- TASK SET -
a) List every drug mentioned by name in the passage on JNJ's Q2 results.
b) From the passage on JNJ's Q2 results, copy the words starting with "- On a reported" and going on through "acquired in 2022.".
### TEXT BLOCK
Overall, though, JNJ's Q2 results were mixed with the MedTech segment in particular posting disappointing growth.
- On a reported basis, MedTech revenue edged higher by just 2.2% to $7.9 bln, falling short of analysts' expectations. Weighing on the segment was a 4.1% decline in surgical device sales due to ongoing supply chain issues, competitive pressures, and slowing demand for bariatric procedures.
- The emergence and explosive growth of weight loss drugs, such as Eli Lilly's (LLY) Zepbound or Novo Nordisk's (NVO) Wegovy, is hurting demand for these procedures, as also reported by robotic surgery company Intuitive Surgical (ISRG).
- On the plus side, revenue in MedTech's Cardiovascular business jumped by nearly 16% to $1.87 bln, boosted by Abiomed, the maker of heart pump products that JNJ acquired in 2022.
- Turning to the Innovative Medicine segment, revenue increased by 5.5% on a reported basis to $14.5 bln, up from last quarter's growth of just 1%, primarily driven by JNJ's oncology portfolio.
- Blood cancer drug Darzalex was a notable standout as sales climbed by 18% to $2.88 bln, helping to mitigate the impact of slowing sales of psoriasis drug Stelara (+3%), which is set to face strong competition from a host of similar treatments next year.
The main takeaway is that while JNJ certainly didn't knock it out of the park with its Q2 results and guidance, the company is experiencing strength in key areas, such as its oncology and cardiovascular businesses.
######
### LISTED RECORDS
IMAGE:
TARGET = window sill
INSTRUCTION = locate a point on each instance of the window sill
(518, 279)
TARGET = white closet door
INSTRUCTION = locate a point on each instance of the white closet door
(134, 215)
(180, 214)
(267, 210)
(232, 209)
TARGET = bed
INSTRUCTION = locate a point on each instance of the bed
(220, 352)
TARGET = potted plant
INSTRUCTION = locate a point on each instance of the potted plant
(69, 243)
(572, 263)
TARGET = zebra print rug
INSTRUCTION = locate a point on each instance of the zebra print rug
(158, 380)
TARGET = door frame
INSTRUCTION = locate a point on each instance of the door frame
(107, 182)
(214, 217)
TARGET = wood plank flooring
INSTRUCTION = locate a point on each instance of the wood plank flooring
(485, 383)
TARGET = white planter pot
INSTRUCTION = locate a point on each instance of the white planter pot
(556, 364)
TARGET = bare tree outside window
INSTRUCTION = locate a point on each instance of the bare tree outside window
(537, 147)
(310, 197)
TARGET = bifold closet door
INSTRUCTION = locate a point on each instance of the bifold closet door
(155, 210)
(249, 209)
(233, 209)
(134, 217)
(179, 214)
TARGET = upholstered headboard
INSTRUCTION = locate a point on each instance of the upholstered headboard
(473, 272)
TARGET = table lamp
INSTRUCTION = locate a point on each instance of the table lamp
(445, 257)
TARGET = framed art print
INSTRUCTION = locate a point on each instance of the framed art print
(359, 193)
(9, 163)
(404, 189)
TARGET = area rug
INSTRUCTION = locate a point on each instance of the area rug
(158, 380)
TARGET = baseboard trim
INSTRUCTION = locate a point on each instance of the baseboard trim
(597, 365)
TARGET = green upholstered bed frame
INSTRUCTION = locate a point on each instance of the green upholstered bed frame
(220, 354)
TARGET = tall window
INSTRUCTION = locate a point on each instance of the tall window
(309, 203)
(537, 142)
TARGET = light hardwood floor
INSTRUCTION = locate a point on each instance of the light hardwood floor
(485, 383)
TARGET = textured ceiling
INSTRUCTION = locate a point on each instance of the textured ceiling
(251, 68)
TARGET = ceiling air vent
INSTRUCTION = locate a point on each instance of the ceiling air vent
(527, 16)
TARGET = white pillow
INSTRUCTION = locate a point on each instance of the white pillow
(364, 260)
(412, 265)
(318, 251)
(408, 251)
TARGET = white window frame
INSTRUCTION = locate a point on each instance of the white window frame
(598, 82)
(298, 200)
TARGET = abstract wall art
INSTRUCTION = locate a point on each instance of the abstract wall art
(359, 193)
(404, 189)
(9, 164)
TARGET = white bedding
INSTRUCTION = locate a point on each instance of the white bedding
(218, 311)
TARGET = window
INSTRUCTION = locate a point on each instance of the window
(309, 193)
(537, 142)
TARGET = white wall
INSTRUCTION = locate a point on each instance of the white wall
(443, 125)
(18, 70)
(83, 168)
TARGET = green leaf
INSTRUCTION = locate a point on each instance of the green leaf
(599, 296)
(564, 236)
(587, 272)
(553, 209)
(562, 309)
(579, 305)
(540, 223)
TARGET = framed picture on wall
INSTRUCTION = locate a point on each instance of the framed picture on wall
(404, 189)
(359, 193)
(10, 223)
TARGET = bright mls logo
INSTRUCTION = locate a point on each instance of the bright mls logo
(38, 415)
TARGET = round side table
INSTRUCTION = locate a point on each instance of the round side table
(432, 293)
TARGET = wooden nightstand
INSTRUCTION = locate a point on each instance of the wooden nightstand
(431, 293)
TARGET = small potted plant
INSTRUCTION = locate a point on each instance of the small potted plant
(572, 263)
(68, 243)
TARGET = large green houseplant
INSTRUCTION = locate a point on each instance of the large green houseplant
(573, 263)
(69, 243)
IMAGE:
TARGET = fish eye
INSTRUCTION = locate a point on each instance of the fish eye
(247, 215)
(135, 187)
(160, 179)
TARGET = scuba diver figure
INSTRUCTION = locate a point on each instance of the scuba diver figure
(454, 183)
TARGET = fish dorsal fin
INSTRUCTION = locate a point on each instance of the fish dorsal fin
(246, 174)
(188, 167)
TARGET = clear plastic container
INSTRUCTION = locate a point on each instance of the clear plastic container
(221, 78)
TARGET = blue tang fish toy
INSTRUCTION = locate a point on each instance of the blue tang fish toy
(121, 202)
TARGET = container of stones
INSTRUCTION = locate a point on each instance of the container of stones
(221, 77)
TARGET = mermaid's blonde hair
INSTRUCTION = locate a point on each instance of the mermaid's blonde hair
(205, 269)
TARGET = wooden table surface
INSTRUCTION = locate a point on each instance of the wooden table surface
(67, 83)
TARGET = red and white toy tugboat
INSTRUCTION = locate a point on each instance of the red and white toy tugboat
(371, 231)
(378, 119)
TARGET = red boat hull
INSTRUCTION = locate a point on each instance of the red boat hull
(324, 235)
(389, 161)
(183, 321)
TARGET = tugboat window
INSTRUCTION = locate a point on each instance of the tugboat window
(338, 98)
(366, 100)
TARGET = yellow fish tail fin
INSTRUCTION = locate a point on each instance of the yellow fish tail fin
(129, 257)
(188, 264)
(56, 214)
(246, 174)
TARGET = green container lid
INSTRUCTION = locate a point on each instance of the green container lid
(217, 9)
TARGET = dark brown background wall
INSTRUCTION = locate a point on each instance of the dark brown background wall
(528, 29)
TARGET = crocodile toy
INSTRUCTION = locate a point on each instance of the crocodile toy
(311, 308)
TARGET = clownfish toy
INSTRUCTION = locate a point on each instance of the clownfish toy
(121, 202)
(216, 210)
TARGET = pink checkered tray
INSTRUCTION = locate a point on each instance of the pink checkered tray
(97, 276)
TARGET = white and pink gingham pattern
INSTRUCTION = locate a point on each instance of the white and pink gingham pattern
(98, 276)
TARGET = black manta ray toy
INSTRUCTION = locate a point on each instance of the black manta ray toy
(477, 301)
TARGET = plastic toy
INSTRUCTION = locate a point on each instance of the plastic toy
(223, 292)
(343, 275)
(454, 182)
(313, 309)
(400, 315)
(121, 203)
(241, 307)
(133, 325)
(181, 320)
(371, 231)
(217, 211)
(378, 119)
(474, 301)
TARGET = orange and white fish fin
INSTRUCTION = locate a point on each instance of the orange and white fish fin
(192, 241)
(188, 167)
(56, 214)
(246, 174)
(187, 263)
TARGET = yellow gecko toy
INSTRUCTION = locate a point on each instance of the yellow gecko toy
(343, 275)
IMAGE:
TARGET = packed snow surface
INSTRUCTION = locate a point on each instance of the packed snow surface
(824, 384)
######
### LISTED RECORDS
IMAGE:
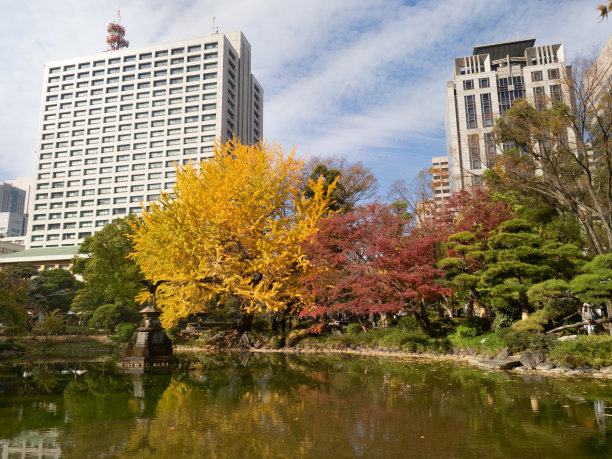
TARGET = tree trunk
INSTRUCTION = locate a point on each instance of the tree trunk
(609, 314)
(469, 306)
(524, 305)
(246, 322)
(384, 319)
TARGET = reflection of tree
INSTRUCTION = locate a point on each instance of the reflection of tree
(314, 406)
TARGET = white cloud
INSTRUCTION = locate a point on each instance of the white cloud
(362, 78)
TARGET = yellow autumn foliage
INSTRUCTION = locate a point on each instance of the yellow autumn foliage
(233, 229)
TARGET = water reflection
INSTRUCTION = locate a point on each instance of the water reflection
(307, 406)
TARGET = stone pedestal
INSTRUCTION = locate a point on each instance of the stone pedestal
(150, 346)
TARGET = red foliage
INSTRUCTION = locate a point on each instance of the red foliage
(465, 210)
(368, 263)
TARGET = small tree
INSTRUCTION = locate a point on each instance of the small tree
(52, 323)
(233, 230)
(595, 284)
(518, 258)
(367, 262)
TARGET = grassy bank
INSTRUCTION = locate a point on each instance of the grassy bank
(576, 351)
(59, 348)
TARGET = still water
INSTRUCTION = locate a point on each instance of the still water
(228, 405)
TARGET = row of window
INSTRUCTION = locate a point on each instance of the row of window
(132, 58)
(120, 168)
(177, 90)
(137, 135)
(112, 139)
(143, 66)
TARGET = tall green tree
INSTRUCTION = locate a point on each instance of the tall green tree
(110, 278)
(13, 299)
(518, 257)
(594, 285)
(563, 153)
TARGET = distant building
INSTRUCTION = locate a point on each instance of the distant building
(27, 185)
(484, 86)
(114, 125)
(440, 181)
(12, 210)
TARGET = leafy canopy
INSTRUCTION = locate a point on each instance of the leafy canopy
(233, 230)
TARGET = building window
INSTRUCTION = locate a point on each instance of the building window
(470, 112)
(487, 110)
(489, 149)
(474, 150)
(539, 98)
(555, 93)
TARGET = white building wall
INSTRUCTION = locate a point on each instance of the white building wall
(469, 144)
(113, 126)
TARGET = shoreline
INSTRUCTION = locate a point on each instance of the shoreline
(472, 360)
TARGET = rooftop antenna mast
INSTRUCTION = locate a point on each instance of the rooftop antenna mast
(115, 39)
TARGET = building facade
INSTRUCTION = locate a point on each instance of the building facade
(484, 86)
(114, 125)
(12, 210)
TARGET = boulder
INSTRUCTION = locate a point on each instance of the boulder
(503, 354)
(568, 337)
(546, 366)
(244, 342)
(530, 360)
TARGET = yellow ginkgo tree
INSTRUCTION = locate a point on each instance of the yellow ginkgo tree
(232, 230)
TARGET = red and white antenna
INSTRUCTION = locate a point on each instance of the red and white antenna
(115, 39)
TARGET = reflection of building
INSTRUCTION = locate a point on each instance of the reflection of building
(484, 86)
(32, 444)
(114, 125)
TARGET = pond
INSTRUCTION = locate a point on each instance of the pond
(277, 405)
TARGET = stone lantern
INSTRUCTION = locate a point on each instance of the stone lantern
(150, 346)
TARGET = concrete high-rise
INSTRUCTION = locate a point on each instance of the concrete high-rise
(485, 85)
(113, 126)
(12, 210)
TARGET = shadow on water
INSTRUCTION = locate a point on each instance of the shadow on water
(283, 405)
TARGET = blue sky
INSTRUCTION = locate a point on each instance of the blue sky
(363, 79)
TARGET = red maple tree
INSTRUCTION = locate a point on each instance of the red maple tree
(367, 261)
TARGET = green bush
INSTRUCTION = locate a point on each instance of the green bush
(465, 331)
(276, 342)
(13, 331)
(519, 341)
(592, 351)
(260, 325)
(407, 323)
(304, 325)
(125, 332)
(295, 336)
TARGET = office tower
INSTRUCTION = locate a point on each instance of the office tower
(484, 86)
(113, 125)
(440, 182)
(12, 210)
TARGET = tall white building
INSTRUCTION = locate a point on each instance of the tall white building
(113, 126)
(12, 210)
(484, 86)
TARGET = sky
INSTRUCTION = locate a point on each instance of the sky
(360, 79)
######
- EXERCISE RESPONSES -
a) Zepbound, Wegovy, Darzalex, Stelara

b)
- On a reported basis, MedTech revenue edged higher by just 2.2% to $7.9 bln, falling short of analysts' expectations. Weighing on the segment was a 4.1% decline in surgical device sales due to ongoing supply chain issues, competitive pressures, and slowing demand for bariatric procedures.
- The emergence and explosive growth of weight loss drugs, such as Eli Lilly's (LLY) Zepbound or Novo Nordisk's (NVO) Wegovy, is hurting demand for these procedures, as also reported by robotic surgery company Intuitive Surgical (ISRG).
- On the plus side, revenue in MedTech's Cardiovascular business jumped by nearly 16% to $1.87 bln, boosted by Abiomed, the maker of heart pump products that JNJ acquired in 2022.